**GETOONDE TEKST**.
##########

De weg van een vetcel
In nagenoeg al het voedsel wat wij eten zit vet. Dit vet wordt door het lichaam verwerkt, verbruikt en opgenomen. Hoe dat precies werkt kun je hieronder lezen.
Opname
Al het vet in je voedsel komt uiteindelijk via de slokdarm en de maag in de darmen terecht. In de twaalfvingerige darm wordt er gal geloosd dat uit de alvleesklier komt en dat zorgt ervoor dat het vet kleiner wordt: het vet wordt geëmulgeerd. Daarna breekt het enzym lipase in de darm de vetten af en ontstaan er vrije vetzuren en glycerol. Dit wordt door de cellen in de darmwand opnieuw verpakt tot chylomicronen. Dit wordt gedaan omdat chylomicronen een makkelijker transportmiddel zijn voor vetten. Chylomicronen bestaan nu naast alleen uit vetzuren en glycerol ook uit een klein beetje cholesterol, dat via het voedsel in ons lichaam is gekomen.

##########

**AANGELEVERDE RIJEN**.
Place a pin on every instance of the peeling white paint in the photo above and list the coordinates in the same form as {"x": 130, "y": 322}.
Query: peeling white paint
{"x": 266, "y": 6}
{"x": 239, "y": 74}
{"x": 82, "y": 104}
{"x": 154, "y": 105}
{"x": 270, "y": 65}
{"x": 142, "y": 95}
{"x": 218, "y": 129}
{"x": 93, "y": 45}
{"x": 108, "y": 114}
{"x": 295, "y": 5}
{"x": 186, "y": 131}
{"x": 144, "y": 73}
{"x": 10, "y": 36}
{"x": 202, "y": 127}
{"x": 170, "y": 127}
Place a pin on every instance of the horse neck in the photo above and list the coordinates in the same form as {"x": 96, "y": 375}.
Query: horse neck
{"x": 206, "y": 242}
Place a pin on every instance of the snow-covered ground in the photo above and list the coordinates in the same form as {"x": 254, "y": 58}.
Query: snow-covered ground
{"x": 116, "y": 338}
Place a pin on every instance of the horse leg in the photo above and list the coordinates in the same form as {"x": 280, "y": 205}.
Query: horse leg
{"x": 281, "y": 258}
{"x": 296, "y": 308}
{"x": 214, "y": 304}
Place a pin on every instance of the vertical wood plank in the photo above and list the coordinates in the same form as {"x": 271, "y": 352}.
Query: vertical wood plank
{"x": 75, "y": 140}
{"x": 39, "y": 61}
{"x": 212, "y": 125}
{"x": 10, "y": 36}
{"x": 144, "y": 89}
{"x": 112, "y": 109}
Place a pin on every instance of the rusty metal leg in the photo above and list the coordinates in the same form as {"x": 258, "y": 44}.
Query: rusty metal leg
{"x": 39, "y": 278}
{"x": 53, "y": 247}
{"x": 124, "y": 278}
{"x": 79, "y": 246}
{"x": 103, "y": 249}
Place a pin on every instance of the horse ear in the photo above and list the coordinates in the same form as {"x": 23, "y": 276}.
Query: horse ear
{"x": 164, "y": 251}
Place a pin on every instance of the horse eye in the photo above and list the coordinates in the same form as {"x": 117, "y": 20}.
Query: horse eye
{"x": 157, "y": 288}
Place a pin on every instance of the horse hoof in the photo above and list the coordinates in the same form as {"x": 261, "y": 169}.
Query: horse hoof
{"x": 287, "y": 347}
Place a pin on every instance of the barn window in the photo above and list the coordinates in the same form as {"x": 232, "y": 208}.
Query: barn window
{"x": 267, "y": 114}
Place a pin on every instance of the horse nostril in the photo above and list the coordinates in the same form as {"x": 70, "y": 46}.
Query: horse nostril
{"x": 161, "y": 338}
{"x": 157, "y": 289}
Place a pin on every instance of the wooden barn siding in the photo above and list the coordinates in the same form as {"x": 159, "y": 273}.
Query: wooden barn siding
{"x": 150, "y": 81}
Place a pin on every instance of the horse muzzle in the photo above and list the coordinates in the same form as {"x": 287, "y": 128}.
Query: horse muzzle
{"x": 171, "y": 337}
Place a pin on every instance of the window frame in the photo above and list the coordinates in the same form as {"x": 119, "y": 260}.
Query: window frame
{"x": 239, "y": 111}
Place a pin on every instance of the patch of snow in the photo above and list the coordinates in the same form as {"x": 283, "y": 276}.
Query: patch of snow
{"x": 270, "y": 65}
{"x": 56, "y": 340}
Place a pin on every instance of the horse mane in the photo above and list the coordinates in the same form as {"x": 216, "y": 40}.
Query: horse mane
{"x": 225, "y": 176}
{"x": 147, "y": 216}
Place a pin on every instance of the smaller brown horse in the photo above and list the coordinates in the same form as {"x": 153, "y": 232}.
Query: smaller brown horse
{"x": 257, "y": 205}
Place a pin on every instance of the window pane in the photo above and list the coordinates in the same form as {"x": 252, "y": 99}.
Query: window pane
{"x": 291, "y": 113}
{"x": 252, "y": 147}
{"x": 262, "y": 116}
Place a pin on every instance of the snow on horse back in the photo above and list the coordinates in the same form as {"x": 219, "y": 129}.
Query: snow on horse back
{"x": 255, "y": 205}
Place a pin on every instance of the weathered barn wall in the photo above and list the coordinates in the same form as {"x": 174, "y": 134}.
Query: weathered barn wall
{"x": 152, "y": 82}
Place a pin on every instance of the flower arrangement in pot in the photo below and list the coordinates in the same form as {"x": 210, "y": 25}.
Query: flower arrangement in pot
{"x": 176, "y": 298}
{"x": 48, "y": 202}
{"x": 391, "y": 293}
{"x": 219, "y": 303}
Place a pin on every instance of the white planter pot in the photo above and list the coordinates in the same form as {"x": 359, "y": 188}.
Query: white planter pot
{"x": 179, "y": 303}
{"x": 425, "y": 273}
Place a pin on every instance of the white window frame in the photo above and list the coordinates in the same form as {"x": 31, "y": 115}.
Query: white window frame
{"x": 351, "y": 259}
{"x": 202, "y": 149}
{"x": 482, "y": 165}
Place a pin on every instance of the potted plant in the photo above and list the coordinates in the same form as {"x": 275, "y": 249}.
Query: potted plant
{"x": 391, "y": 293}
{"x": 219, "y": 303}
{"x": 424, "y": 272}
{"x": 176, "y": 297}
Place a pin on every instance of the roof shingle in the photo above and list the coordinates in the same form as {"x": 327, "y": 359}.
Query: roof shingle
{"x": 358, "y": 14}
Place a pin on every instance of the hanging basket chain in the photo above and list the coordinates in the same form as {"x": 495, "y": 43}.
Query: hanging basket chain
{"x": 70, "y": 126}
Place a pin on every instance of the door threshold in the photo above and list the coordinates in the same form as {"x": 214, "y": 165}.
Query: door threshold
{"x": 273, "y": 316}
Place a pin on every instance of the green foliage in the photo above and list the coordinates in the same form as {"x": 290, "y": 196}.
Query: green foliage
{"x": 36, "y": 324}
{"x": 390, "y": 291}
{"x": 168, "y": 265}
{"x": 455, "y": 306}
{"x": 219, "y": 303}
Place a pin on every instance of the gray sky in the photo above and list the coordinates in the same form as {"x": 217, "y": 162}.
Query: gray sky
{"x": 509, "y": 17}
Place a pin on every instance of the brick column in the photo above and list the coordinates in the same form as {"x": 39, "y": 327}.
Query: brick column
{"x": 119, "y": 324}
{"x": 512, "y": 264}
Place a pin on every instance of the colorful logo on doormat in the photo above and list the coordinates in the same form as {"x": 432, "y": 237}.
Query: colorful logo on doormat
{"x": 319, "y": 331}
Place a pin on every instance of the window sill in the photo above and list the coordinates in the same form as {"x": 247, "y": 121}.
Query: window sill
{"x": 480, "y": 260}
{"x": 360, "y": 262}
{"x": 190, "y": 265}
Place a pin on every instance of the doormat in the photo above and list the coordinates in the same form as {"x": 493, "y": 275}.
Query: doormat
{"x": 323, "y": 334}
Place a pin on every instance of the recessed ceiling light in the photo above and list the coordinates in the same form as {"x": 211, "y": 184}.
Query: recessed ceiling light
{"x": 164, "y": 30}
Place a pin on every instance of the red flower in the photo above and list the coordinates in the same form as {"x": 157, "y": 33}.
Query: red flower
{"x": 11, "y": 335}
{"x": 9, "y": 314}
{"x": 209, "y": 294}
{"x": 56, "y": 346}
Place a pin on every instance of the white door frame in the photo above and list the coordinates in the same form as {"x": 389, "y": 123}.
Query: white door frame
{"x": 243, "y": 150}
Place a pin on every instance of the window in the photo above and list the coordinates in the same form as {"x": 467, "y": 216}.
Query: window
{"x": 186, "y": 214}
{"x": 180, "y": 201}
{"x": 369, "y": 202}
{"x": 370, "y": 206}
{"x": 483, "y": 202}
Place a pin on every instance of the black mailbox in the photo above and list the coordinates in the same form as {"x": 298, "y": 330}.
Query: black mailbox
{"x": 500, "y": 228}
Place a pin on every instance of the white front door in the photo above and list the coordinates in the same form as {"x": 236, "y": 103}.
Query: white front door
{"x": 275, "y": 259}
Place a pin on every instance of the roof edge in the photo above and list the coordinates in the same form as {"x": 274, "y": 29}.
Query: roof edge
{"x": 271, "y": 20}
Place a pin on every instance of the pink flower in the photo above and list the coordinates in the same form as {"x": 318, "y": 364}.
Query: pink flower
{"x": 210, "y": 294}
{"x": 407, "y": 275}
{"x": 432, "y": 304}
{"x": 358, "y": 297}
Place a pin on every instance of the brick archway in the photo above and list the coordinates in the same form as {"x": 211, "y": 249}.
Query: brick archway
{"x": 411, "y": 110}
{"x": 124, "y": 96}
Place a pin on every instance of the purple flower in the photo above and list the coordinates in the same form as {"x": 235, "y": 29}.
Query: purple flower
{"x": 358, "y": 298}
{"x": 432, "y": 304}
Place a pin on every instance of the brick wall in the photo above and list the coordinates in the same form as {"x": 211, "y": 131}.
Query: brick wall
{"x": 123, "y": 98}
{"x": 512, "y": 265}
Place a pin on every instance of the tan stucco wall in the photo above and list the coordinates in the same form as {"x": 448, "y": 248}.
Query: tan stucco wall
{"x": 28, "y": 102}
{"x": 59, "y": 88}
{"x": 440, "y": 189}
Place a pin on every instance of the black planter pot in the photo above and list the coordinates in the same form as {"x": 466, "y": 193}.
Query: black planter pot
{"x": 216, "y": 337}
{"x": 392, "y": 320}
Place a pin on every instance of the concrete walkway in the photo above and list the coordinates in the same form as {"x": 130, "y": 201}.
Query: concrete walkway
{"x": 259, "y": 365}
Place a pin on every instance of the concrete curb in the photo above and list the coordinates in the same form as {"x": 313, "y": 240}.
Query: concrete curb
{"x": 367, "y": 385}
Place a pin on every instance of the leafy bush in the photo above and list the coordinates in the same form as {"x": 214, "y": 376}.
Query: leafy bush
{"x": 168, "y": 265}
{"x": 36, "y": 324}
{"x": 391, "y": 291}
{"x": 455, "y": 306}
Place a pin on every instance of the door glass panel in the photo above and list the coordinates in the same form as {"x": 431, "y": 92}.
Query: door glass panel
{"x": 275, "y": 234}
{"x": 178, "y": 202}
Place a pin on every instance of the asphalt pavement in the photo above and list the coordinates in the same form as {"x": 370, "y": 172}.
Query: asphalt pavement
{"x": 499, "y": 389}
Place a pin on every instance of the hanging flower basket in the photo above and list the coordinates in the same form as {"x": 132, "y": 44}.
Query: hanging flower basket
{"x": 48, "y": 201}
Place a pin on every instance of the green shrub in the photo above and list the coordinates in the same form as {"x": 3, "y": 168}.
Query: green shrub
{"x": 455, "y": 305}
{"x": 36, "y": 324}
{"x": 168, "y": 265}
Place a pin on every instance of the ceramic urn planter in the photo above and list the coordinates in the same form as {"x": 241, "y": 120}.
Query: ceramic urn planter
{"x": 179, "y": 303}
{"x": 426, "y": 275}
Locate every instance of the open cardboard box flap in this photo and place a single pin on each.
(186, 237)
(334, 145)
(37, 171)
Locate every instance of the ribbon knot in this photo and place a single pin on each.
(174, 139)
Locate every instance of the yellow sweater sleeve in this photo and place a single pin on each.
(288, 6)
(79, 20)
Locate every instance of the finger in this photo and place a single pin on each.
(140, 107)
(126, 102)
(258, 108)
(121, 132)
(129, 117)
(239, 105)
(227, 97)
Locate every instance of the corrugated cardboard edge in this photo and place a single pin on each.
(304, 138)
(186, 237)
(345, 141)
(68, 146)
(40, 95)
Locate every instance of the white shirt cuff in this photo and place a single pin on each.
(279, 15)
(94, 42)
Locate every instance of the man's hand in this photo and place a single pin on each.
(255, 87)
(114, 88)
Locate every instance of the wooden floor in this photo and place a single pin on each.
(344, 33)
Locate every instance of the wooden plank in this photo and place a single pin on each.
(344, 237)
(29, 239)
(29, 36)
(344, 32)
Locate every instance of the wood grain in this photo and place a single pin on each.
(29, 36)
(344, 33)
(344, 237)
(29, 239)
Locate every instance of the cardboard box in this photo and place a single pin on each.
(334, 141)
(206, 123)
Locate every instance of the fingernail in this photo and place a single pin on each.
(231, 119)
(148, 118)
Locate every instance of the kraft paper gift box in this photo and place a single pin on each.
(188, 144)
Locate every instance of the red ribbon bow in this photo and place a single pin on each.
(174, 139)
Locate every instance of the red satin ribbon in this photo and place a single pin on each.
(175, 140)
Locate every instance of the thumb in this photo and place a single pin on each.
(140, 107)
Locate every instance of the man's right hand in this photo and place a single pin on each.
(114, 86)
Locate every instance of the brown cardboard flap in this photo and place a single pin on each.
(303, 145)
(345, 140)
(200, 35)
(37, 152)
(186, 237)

##########

**OPDRACHT A**. Welk enzym breekt volgens de tekst over de weg van een vetcel de vetten in de darm af?
**OPDRACHT B**. Neem uit de tekst over de weg van een vetcel letterlijk over, beginnend bij "De weg van een" en eindigend bij "lichaam is gekomen.".
**OPDRACHT C**. Schrijf de tekst over de weg van een vetcel verder vanaf het punt waar die ophoudt.

**ANTWOORD A**. Het enzym lipase.

**ANTWOORD B**.
De weg van een vetcel
In nagenoeg al het voedsel wat wij eten zit vet. Dit vet wordt door het lichaam verwerkt, verbruikt en opgenomen. Hoe dat precies werkt kun je hieronder lezen.
Opname
Al het vet in je voedsel komt uiteindelijk via de slokdarm en de maag in de darmen terecht. In de twaalfvingerige darm wordt er gal geloosd dat uit de alvleesklier komt en dat zorgt ervoor dat het vet kleiner wordt: het vet wordt geëmulgeerd. Daarna breekt het enzym lipase in de darm de vetten af en ontstaan er vrije vetzuren en glycerol. Dit wordt door de cellen in de darmwand opnieuw verpakt tot chylomicronen. Dit wordt gedaan omdat chylomicronen een makkelijker transportmiddel zijn voor vetten. Chylomicronen bestaan nu naast alleen uit vetzuren en glycerol ook uit een klein beetje cholesterol, dat via het voedsel in ons lichaam is gekomen.

**ANTWOORD C**.
Transport
Deze chylomicronen gaan niet direct naar het bloed, maar komen eerst in de lymfe. De lymfewand is namelijk een gemakkelijke plaats voor vette stoffen om in te komen, hetgeen wat door de bouw van een bloedwandcel moeilijker gaat bij het bloed. De chylomicronen gaan nu door het bloed en de weefsels en spieren kijken of ze wat van de cylomicronen nodig hebben. Er worden dus zo nu en dan vetzuren afgestaan, maar net zo lang totdat het weefsel verzadigd is. Deze vetzuren worden door bloedvatgebonden lipase vrijgemaakt uit de chylomicronen. De chylomicronen kunnen het cholesterol – dat via voedsel is binnengekomen – nog niet afstaan aan de weefsels en spieren.
Verwerking in de lever
Na het afstaan van vetzuren gaan de resten van de chylomicronen naar de lever. De lever maakt van deze resten en van eiwitten een lipoproteïne: vLDL oftewel Very Low-Density Lipoprotein. vLDL komt nu via de lever ook weer in het bloed terecht en opnieuw kunnen weefsels en cellen er dankzij bloedvatgebonden lipase vetzuren vanaf halen. Dankzij dit proces ontstaan er deeltjes LDL: Low-Density Lipoprotein. Deze deeltjes hebben vet afgestaan en daardoor is de relatieve concentratie van de vetzuren kleiner geworden en die van het cholesterol juist groter. LDL kan cholesterol afstaan aan de weefsels.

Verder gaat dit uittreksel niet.